*Work to complete*.
Find each line below that includes "mountain", then copy it.

*** Opening Entries supplied ***

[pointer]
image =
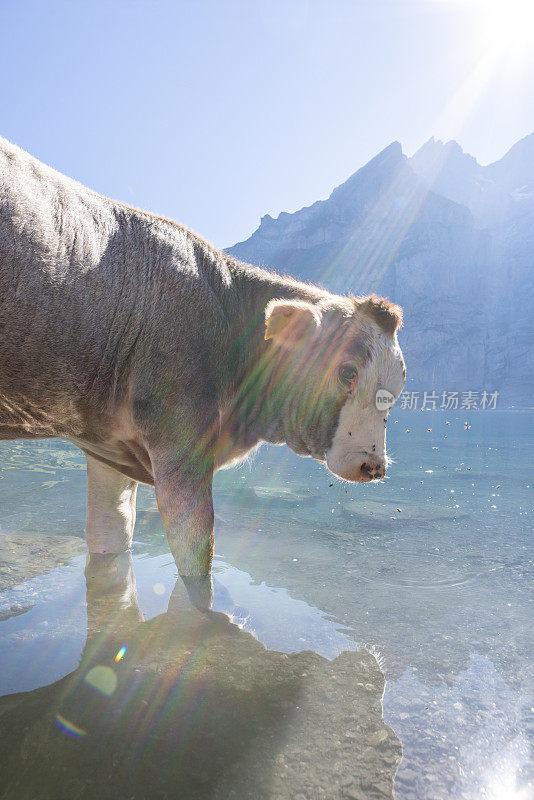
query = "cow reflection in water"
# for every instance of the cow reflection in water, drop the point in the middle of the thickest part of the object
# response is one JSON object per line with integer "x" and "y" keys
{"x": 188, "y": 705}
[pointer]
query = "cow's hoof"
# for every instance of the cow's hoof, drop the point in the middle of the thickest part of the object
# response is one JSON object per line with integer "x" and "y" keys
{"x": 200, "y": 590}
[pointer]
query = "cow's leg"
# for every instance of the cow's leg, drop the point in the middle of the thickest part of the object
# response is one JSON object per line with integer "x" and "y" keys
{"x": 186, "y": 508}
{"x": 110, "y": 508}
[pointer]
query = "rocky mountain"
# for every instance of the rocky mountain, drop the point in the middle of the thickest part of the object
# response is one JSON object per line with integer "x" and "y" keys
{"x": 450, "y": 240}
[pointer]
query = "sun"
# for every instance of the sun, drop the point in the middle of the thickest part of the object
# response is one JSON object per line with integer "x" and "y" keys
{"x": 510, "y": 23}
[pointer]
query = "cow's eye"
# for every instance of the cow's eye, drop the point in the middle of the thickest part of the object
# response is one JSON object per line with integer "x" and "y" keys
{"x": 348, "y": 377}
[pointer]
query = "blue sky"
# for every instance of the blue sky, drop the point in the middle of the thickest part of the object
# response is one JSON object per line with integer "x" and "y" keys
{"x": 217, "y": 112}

*** Closing Entries supplied ***

*Your response*.
query = "rocky mountain"
# for every instance of the rocky mountain, drop the point in the middle of the thickest part of the object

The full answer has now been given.